■ **Required task**: Which lines in the entries below contain the string "shirt"? List each of them in full.
** Start **
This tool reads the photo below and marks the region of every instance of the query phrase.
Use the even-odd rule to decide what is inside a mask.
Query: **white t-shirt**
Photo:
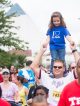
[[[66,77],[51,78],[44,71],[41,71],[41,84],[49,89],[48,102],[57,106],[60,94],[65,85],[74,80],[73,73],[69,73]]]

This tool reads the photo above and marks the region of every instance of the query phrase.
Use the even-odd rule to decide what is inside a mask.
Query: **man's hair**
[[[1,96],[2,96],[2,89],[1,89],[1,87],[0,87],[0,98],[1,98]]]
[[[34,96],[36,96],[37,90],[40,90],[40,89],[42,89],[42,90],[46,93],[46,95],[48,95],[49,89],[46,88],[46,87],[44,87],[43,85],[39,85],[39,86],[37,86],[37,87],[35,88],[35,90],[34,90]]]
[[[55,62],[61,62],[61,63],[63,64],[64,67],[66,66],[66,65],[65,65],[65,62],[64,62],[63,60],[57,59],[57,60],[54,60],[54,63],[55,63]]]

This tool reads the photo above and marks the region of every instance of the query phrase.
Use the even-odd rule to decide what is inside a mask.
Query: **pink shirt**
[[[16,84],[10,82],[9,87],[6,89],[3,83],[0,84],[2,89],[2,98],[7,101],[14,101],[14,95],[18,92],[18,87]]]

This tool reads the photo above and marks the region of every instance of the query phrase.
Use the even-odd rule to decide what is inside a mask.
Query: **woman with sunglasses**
** End **
** Start **
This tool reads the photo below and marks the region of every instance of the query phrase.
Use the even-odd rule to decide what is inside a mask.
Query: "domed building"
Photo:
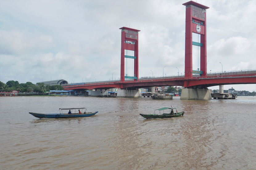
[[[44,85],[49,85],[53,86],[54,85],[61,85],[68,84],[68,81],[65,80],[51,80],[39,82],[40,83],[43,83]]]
** End **
** Start **
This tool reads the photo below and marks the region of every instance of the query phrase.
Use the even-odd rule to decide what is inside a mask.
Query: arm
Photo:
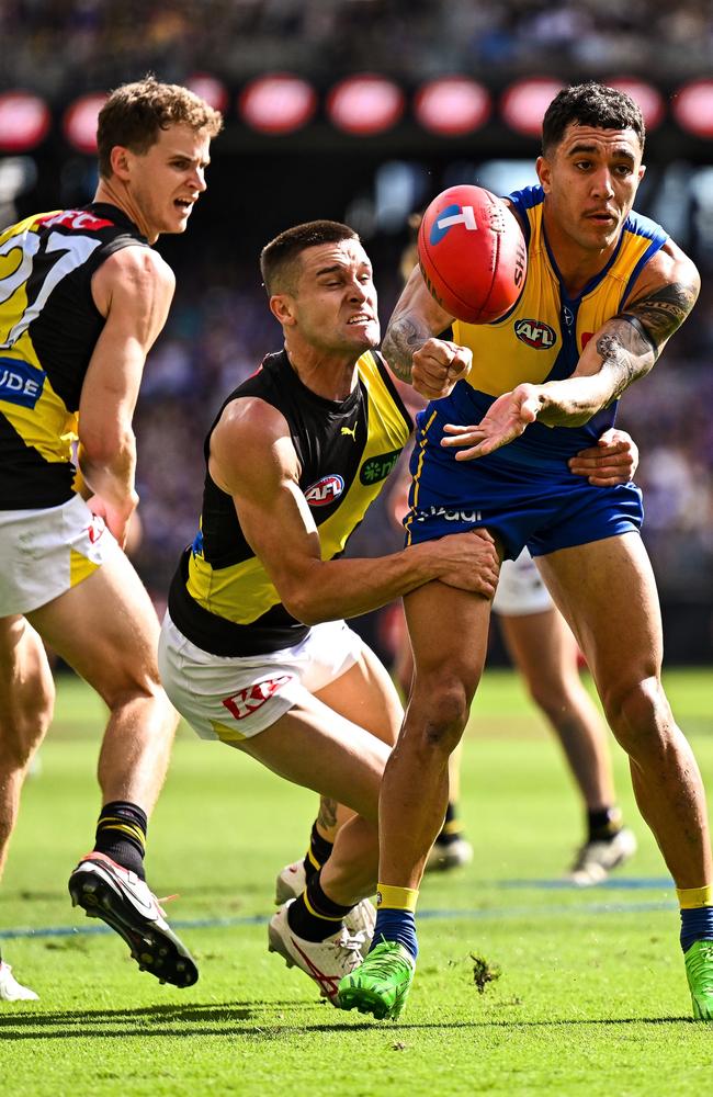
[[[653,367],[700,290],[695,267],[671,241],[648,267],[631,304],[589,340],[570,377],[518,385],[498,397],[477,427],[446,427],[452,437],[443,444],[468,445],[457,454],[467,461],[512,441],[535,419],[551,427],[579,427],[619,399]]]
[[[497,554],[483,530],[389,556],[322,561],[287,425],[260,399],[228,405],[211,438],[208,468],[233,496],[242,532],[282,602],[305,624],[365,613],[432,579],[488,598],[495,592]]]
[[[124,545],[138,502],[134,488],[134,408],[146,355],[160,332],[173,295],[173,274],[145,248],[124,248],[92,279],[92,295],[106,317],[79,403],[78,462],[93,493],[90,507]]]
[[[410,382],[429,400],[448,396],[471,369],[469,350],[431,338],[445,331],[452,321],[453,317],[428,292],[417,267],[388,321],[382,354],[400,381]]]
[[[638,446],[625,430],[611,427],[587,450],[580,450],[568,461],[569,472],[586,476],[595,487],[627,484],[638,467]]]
** End **
■ **Exercise solution**:
Query: **white t-shirt**
Query: **pink shirt**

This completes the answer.